* **Stored rows**

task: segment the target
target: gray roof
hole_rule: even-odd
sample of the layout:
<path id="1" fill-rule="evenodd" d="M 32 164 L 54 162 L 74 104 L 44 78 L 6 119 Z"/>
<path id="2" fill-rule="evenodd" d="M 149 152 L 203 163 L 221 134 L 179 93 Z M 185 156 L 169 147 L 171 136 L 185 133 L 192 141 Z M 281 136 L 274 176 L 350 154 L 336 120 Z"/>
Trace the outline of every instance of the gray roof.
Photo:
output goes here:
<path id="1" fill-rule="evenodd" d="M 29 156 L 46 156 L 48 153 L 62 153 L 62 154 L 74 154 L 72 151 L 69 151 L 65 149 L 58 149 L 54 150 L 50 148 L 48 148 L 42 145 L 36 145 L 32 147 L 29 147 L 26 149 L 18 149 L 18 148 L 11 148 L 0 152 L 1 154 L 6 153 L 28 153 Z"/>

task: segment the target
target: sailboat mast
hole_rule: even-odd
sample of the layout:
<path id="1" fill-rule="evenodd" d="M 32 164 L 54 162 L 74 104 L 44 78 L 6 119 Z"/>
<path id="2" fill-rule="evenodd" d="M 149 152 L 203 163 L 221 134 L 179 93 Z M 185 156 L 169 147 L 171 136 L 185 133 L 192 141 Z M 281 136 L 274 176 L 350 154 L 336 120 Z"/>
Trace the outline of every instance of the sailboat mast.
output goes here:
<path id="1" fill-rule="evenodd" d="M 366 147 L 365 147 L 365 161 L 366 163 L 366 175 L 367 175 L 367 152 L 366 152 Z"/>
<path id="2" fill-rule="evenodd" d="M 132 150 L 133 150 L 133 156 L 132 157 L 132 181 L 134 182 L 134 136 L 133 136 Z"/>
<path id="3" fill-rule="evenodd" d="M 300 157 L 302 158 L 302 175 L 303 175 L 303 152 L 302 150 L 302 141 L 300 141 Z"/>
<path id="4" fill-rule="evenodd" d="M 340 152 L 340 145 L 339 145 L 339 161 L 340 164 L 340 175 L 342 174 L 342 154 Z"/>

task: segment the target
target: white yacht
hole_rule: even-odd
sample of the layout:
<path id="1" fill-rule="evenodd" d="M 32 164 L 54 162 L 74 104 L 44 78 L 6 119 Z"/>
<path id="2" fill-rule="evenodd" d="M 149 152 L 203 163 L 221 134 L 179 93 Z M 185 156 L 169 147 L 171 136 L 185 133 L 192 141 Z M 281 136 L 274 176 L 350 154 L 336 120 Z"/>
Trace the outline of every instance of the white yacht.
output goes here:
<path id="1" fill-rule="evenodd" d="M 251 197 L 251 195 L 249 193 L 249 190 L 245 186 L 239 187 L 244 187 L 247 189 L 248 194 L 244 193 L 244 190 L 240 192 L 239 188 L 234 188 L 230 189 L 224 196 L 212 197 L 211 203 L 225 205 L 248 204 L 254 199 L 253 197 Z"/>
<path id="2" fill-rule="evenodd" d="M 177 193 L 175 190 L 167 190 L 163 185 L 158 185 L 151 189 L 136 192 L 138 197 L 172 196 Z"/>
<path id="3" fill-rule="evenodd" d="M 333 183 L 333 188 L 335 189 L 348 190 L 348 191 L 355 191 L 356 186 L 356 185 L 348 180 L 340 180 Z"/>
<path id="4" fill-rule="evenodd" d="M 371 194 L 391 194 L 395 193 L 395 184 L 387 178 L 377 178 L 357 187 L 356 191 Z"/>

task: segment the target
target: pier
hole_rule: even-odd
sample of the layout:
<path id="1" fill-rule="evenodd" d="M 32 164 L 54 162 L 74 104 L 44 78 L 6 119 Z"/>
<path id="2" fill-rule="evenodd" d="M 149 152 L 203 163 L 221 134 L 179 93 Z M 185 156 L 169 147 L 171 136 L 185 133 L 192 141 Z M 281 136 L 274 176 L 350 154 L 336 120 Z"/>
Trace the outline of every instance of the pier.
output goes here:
==
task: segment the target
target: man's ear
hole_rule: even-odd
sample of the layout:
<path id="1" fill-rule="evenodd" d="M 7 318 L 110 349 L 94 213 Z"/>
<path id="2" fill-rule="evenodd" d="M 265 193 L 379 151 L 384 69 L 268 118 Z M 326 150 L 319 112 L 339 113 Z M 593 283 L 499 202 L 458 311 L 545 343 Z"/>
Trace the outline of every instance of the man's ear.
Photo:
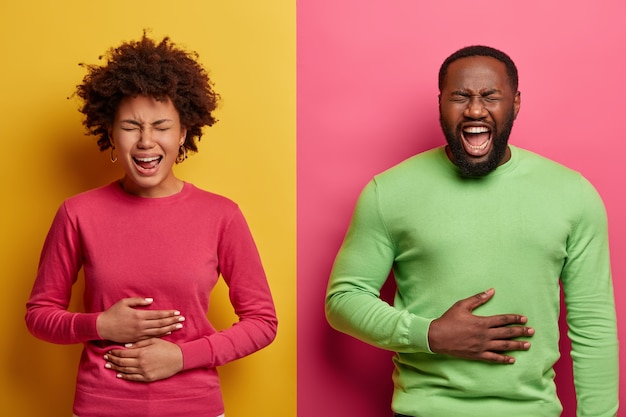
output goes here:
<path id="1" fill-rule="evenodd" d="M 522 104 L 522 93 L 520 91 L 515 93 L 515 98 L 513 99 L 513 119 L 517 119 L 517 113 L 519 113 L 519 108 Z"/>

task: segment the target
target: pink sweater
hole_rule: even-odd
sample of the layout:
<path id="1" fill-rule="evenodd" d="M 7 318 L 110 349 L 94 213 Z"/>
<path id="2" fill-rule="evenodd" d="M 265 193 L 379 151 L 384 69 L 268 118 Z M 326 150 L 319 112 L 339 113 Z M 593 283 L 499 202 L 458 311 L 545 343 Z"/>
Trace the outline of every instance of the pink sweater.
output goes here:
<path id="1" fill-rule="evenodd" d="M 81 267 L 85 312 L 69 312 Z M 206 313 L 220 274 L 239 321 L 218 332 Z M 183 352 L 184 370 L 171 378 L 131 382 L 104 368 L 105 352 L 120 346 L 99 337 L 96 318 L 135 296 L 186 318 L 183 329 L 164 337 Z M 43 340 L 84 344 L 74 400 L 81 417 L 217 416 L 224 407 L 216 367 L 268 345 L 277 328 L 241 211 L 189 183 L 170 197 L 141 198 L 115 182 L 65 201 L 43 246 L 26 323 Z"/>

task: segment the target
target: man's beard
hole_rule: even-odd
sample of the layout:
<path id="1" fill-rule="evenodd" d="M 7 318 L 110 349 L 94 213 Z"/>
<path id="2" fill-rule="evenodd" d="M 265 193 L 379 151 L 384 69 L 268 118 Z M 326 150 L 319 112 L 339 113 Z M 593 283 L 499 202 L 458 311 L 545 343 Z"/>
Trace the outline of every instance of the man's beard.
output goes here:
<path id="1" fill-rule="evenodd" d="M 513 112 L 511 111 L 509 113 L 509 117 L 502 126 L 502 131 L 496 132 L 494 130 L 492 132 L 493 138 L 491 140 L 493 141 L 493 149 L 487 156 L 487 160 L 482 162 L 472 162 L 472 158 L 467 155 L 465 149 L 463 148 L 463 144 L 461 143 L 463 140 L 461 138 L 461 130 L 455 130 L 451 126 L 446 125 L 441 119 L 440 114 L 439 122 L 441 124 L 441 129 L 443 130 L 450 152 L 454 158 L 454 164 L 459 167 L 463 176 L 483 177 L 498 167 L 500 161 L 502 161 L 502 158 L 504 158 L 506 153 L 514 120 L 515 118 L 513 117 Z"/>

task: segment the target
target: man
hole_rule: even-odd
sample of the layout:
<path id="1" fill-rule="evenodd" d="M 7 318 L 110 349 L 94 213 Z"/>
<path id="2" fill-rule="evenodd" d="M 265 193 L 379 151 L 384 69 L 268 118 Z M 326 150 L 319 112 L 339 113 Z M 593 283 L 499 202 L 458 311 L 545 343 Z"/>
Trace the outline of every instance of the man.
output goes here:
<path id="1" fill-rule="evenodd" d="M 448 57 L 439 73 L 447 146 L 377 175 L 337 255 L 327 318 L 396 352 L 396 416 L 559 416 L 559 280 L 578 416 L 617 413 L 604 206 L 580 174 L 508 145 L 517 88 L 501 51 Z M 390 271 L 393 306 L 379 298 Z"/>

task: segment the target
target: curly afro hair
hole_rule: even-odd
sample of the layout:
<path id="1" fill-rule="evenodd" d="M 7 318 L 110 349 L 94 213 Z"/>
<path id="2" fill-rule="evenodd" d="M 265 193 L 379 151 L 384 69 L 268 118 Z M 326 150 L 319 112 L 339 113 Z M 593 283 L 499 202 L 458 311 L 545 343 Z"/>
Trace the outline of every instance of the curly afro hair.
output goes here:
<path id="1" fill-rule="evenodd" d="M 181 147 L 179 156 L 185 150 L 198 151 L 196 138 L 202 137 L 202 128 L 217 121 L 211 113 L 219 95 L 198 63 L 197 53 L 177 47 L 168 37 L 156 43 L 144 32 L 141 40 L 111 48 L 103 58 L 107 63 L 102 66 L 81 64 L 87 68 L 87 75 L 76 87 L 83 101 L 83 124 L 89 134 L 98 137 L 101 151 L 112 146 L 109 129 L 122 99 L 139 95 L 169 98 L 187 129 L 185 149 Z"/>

* **Your instructions**
Please tally the lines of the data above that contain the string "roof" and reply with the number alone.

* **Result**
2